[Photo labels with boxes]

---*---

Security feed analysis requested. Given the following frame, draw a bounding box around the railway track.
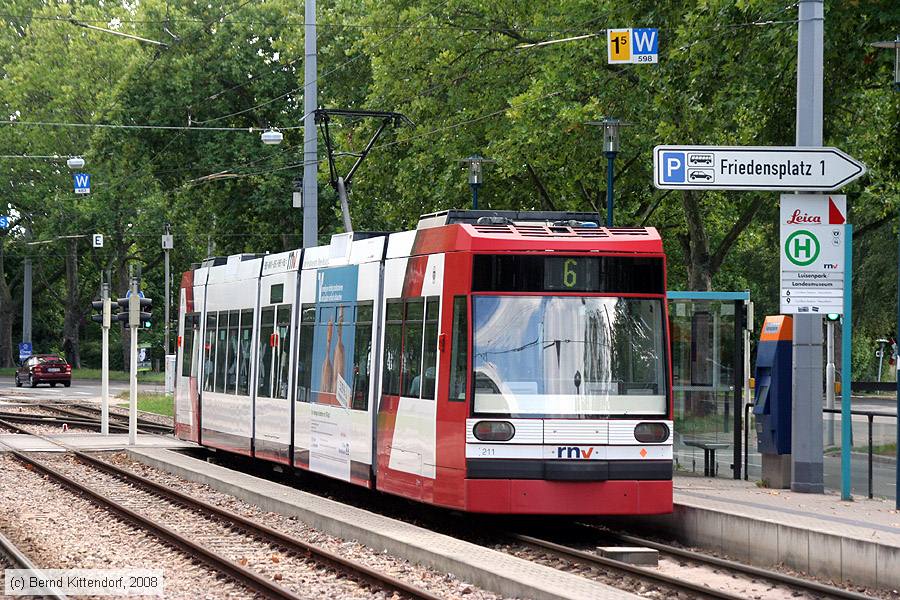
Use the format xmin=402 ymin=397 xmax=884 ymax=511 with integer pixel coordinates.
xmin=510 ymin=526 xmax=872 ymax=600
xmin=0 ymin=450 xmax=438 ymax=600
xmin=37 ymin=403 xmax=172 ymax=433
xmin=0 ymin=533 xmax=67 ymax=600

---*---

Please copy all of the lines above word for word, leaving out the pictures.

> Full output:
Security feed analysis requested. Given the following frame, draw a bounding box around the railway track.
Use the format xmin=402 ymin=397 xmax=884 ymax=511 with integer pixel coordinates.
xmin=510 ymin=526 xmax=872 ymax=600
xmin=0 ymin=450 xmax=438 ymax=600
xmin=37 ymin=403 xmax=172 ymax=433
xmin=0 ymin=533 xmax=67 ymax=600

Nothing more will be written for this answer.